— Problem to solve —
Rewrite the listing below with every occurrence of "green grass" changed to "turf" and everything else kept the same. Leave the pictures out of your answer.
---------- Given entries ----------
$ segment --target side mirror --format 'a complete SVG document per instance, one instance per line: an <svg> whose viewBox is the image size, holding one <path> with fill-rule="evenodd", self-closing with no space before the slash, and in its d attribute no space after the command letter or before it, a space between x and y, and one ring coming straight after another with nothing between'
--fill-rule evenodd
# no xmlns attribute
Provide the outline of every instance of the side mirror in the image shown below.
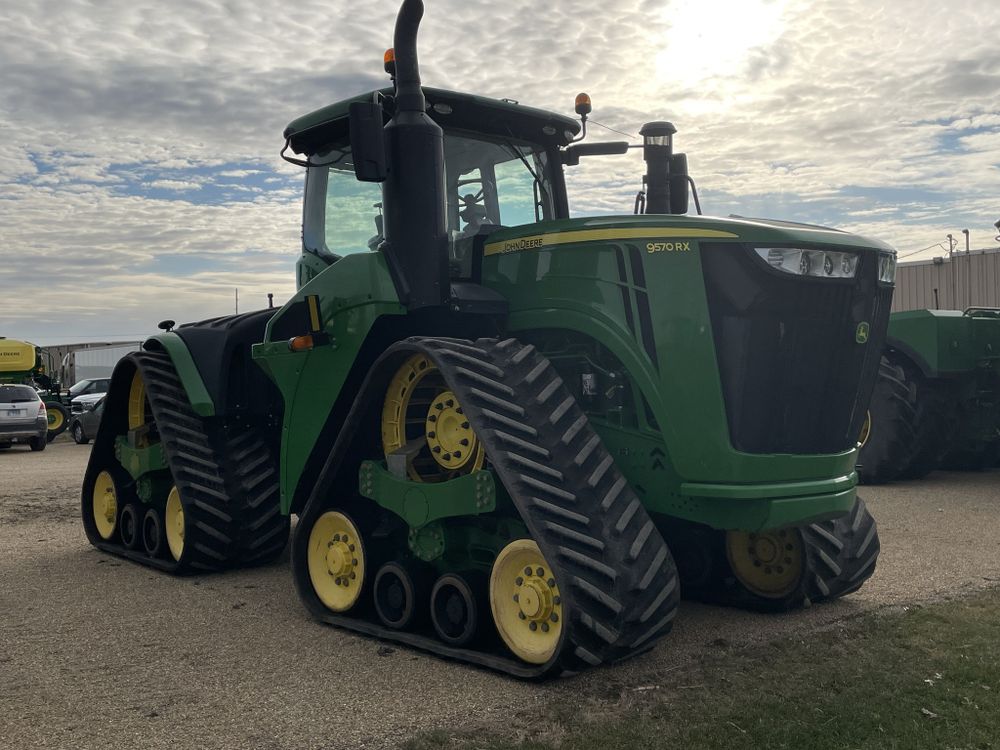
<svg viewBox="0 0 1000 750"><path fill-rule="evenodd" d="M354 175L361 182L385 182L388 170L385 161L382 104L353 102L348 109L348 117Z"/></svg>
<svg viewBox="0 0 1000 750"><path fill-rule="evenodd" d="M670 157L670 213L687 213L687 154Z"/></svg>

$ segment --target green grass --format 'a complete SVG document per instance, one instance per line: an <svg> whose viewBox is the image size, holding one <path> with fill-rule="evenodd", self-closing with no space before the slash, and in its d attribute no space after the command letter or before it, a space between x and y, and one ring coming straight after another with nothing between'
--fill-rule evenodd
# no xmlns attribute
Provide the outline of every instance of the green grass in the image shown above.
<svg viewBox="0 0 1000 750"><path fill-rule="evenodd" d="M456 729L404 747L1000 748L1000 589L713 655L666 677L550 705L548 722L516 722L526 736Z"/></svg>

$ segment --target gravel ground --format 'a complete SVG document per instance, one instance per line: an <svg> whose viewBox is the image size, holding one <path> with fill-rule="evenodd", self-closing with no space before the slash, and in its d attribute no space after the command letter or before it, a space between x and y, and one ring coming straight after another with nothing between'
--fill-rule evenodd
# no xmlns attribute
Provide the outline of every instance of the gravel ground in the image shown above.
<svg viewBox="0 0 1000 750"><path fill-rule="evenodd" d="M65 438L0 452L4 748L385 748L528 726L553 699L617 700L721 648L1000 581L1000 471L939 472L866 489L882 557L858 593L782 616L684 604L649 655L524 684L314 623L287 559L177 579L97 552L77 520L88 453Z"/></svg>

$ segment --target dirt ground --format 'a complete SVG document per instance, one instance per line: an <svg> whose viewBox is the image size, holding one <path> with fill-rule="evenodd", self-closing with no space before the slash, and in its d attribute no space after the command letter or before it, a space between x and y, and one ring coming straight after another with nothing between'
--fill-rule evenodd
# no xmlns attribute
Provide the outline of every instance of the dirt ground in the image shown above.
<svg viewBox="0 0 1000 750"><path fill-rule="evenodd" d="M78 521L89 449L0 452L0 745L387 748L415 731L526 726L567 696L615 699L686 663L1000 580L1000 471L866 488L882 556L858 593L782 616L687 604L641 659L516 682L313 622L287 559L170 578L93 549Z"/></svg>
----------
— Answer to the task —
$ segment --target side mirror --format 'a complete SVG document per instance, one instance per line: an <svg> whose viewBox is the image size, holding one <path> with fill-rule="evenodd", self-closing with no space before the slash, and in its d attribute no space after the command letter or before it, a space between x and y, and one ring coming straight after another with nothing between'
--fill-rule evenodd
# no xmlns attribute
Provide the outline of every instance of the side mirror in the image shown below.
<svg viewBox="0 0 1000 750"><path fill-rule="evenodd" d="M354 175L361 182L385 182L388 170L385 161L382 104L353 102L348 109L348 117Z"/></svg>
<svg viewBox="0 0 1000 750"><path fill-rule="evenodd" d="M670 157L670 213L687 213L687 154Z"/></svg>

$ segment --target turf --format 'a complete SVG document per instance, one instance per line: an <svg> whose viewBox is the image size, holding one <path> with fill-rule="evenodd", self-closing with no space before the slash, and in its d attribute no space after the command letter or before it, a space between x and y, and one ring coming straight after another with nothing between'
--fill-rule evenodd
# no xmlns attribute
Provide the outline of every instance of the turf in the image shown above.
<svg viewBox="0 0 1000 750"><path fill-rule="evenodd" d="M456 729L404 747L1000 748L1000 589L713 655L666 677L550 705L548 722L516 722L526 736Z"/></svg>

$ segment --target gravel ground --format 'a complete SVG document per instance, one instance per line: an <svg> whose viewBox is the image size, holding one <path> with fill-rule="evenodd", self-closing with no space before the slash, and in its d attribute no space after the command letter or before it, a space between x and y, and one ring coming straight after another with nothing between'
--fill-rule evenodd
# no xmlns attribute
Provide the outline of every instance of the gravel ground in the image shown above.
<svg viewBox="0 0 1000 750"><path fill-rule="evenodd" d="M65 438L0 452L4 748L385 748L528 726L553 699L617 700L721 648L1000 581L1000 471L939 472L866 489L882 557L858 593L782 616L684 604L649 655L524 684L314 623L287 559L177 579L97 552L77 520L88 453Z"/></svg>

$ segment --target dirt ground --format 'a complete SVG document per instance, one instance per line: an <svg> whose viewBox is the image size, holding one <path> with fill-rule="evenodd", self-closing with no space before the slash, and in its d attribute no space after the command letter or before it, a space between x and y, and one ring coming straight after another with nothing between'
--fill-rule evenodd
# no xmlns attribute
Provide the outline of every instance of the dirt ground in the image shown above.
<svg viewBox="0 0 1000 750"><path fill-rule="evenodd" d="M78 521L89 449L0 452L0 745L387 748L415 731L526 726L567 696L615 699L686 663L1000 580L1000 471L866 488L882 556L858 593L782 616L687 604L641 659L516 682L313 622L287 559L170 578L93 549Z"/></svg>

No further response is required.